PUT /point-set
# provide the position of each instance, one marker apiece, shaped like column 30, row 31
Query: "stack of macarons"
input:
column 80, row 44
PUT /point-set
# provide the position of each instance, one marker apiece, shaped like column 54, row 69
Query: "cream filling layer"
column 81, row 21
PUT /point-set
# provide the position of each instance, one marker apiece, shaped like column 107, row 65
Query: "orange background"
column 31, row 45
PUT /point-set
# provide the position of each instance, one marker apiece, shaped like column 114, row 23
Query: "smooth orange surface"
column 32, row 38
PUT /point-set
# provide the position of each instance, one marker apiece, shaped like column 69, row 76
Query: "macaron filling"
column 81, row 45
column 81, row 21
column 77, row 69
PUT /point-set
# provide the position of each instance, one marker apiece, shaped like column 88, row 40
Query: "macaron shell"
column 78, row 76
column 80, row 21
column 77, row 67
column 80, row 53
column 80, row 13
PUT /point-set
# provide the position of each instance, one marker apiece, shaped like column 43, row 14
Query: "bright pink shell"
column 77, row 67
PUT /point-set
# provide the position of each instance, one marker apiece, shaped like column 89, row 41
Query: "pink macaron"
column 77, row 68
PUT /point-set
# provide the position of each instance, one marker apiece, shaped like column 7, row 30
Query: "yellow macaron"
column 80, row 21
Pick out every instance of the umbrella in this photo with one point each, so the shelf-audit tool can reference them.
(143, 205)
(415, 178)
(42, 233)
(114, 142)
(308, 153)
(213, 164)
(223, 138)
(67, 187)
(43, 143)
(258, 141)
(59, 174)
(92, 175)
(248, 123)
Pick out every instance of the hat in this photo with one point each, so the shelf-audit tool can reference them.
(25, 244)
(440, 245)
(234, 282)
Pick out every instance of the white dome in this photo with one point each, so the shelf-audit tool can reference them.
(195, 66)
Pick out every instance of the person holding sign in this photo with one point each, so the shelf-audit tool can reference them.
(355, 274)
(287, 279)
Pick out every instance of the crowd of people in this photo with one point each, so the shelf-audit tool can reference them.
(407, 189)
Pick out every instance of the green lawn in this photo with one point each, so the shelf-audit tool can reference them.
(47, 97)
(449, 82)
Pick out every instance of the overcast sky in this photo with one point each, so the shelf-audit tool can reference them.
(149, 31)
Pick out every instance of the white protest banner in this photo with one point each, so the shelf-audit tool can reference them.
————————
EXERCISE AIM:
Exact retyping of every entry is required.

RESPONSE AREA:
PUT /point-set
# provide the position of each instance, one marker apiece, shaped like column 30, row 31
Query: "stack of macarons"
input:
column 80, row 44
PUT /point-set
# provide the position of each instance, one marker apiece, shaped like column 54, row 69
Query: "cream filling layer"
column 81, row 21
PUT /point-set
# provide the position of each instance, one marker apiece, shaped like column 107, row 65
Query: "orange background"
column 31, row 45
PUT /point-set
# provide the position of each instance, one marker apiece, shaped like column 114, row 23
Query: "smooth orange surface"
column 32, row 38
PUT /point-set
# provide the position of each instance, one marker apiece, shaped like column 69, row 76
Query: "macaron filling"
column 81, row 45
column 81, row 21
column 77, row 69
PUT /point-set
# provide the position of each instance, one marker apiece, shaped like column 88, row 40
Query: "macaron shell"
column 78, row 76
column 80, row 21
column 77, row 67
column 80, row 53
column 80, row 13
PUT /point-set
# provide the position of each instance, one marker apiece, shaped like column 43, row 14
Query: "bright pink shell"
column 77, row 67
PUT /point-set
# provide the position of each instance, one marker apiece, shaped like column 89, row 41
Query: "pink macaron"
column 77, row 68
PUT /point-set
# provide the position of each instance, one marker apiece, shaped like column 7, row 30
Query: "yellow macaron"
column 80, row 21
Pick out every instance of the umbrella in this photo with one point each, so the shelf-audit tool can reference them.
(143, 205)
(415, 178)
(42, 233)
(114, 142)
(308, 153)
(213, 164)
(223, 138)
(67, 187)
(43, 143)
(258, 141)
(59, 174)
(92, 175)
(248, 123)
Pick out every instance of the hat in this photo with one point each, so the shelf-audit tool can reference them.
(25, 244)
(440, 245)
(234, 282)
Pick out every instance of the white dome in this photo with one point each, so the shelf-audit tool can reference them.
(195, 66)
Pick out every instance of the person holding sign in this photo with one point each, so the shelf-audit tool can reference them.
(355, 274)
(287, 279)
Pick out every instance of the crowd of people in this photo with one point each, so the shelf-audit tool can reference them.
(407, 189)
Pick out every instance of the green lawn in this photo with one point each, so the shelf-audit tool can reference them.
(47, 97)
(449, 82)
Pick out every instance of the overcast sky in this photo with one point each, so the shelf-audit tool can reference them.
(149, 31)
Pick out every instance of the white protest banner in this photo with one point each, so the shelf-audit tool can reference them.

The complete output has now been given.